Turkey’s lira settled at its weakest level yet on Thursday, worth 8.7 to the dollar, after strong United States jobs data accelerated a three-month slide in which investors lost faith in authorities’ ability to rein in double-digit inflation, Al Jazeera reports.
The lira, by far emerging markets’ laggard this year, was at 8.705 at 17:19 GMT, a record low closing price. Its one-percent skid gathered speed when the dollar and US yields jumped after stronger-than-expected US payrolls data.
The currency has tumbled 17 percent since mid-March, when Turkey’s President Recep Tayyip Erdogan, long a critic of high interest rates, ousted a hawkish and well-respected central bank chief.
The bank’s current governor, Sahap Kavcioglu, sought on a call on Wednesday to reassure big foreign investors that worries about premature rate cuts were unjustified.
But several of those on the call told Reuters news agency they were unconvinced, especially after Erdogan — seen by many to determine rates — said a day earlier that policy easing should begin in the next two months.
The president has abruptly fired three bank chiefs in two years, making the country more vulnerable to financial crisis, they said.

• **Material provided**
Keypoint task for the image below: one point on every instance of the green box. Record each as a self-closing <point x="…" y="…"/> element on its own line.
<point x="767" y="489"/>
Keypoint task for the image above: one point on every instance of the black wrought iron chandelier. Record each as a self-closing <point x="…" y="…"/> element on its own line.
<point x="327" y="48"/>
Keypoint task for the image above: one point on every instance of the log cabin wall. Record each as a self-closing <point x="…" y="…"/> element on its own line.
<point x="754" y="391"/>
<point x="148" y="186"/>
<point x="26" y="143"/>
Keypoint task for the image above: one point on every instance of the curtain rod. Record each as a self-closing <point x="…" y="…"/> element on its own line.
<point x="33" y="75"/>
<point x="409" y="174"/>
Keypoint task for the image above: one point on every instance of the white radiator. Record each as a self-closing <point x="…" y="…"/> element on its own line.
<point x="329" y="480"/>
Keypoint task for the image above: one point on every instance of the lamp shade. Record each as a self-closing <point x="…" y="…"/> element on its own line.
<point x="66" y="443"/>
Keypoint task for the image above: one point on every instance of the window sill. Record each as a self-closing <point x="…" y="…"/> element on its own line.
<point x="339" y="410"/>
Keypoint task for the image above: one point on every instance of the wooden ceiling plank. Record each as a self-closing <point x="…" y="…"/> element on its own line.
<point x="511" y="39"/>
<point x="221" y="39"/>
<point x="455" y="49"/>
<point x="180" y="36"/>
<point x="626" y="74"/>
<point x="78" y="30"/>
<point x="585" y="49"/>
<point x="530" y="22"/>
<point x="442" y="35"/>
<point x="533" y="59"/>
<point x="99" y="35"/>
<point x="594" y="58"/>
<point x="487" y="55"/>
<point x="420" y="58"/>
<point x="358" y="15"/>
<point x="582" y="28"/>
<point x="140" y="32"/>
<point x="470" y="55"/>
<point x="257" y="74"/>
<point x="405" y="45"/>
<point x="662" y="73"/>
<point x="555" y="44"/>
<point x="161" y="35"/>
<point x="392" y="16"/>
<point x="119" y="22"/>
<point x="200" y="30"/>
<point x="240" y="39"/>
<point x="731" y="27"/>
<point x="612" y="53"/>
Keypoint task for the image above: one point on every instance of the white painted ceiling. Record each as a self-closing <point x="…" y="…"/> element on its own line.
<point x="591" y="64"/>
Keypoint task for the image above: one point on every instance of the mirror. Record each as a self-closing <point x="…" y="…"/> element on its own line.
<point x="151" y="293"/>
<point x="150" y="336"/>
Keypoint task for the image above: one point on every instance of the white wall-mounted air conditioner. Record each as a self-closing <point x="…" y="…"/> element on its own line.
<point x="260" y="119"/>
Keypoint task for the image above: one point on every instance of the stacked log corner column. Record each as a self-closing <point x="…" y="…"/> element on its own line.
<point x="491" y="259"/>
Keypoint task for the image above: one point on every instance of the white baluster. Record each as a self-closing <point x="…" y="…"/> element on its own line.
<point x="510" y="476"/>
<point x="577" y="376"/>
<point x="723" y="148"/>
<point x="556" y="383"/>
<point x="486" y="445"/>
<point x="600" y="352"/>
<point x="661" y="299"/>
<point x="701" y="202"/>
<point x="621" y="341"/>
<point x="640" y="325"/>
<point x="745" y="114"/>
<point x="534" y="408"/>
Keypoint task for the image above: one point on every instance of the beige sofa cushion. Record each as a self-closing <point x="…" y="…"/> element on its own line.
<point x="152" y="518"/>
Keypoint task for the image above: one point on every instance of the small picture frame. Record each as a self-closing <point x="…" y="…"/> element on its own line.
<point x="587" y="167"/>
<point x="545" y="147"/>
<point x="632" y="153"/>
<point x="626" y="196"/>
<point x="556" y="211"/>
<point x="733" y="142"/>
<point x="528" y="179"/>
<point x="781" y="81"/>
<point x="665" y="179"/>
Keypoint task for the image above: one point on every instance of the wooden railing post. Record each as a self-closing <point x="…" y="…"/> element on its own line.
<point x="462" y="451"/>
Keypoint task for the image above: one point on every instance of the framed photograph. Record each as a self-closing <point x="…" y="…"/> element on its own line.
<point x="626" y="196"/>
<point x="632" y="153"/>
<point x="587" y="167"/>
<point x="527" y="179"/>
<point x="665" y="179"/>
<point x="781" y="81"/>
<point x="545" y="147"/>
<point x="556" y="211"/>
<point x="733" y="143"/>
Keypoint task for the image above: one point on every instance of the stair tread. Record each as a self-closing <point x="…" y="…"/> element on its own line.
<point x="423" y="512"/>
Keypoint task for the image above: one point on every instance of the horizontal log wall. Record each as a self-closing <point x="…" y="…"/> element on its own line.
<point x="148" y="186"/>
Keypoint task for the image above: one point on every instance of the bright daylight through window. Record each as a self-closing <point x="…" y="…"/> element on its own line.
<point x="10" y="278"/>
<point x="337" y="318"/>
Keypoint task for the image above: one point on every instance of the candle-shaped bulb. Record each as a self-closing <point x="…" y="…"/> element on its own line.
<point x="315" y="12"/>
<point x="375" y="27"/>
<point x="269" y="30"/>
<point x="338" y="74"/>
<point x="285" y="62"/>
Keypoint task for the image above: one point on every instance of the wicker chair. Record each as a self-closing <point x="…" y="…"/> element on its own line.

• **Your assignment**
Answer these from the lira report:
1. What record low closing price did the lira reach at 17:19 GMT?
2. By what percentage has the currency fallen since mid-March?
3. How many central bank chiefs has the president fired in two years?
Use only the lira report for what follows, not the entries.

• **Result**
1. 8.705 to the dollar
2. 17 percent
3. Three